§ Records:
* Begin *
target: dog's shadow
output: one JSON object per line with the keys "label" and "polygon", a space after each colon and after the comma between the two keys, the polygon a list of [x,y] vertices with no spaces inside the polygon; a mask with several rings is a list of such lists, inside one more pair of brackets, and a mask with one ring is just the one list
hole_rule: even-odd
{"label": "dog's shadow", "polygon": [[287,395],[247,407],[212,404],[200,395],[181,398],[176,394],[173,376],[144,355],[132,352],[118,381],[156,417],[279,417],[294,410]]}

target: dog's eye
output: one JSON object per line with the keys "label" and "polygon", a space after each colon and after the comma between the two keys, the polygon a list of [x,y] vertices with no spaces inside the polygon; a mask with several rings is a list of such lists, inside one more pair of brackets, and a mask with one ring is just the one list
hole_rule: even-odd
* End *
§ EXERCISE TASK: Rewrite every line of the items above as one numbered list, leaving out the blank lines.

§ EXERCISE ANSWER:
1. target: dog's shadow
2. output: one JSON object per line with the keys "label" and "polygon", a space after each colon and after the comma between the two keys, the polygon a list of [x,y] vertices with no spaces inside the polygon; a mask with several rings is a list of such lists, inside one more pair of brackets, and a mask with one ring is just the one list
3. hole_rule: even-odd
4. {"label": "dog's shadow", "polygon": [[287,395],[247,407],[212,404],[200,395],[181,398],[176,394],[173,376],[144,355],[132,352],[118,381],[156,417],[279,417],[294,410]]}
5. target: dog's eye
6. output: one JSON object per line with the keys "label" and "polygon", a space after each colon and after the comma between the two keys, the polygon a list of [x,y] vertices with no spaces inside the polygon; a mask with several rings is a list of such lists, inside one more pair of brackets, and a mask with one ring is just the one list
7. hole_rule: even-odd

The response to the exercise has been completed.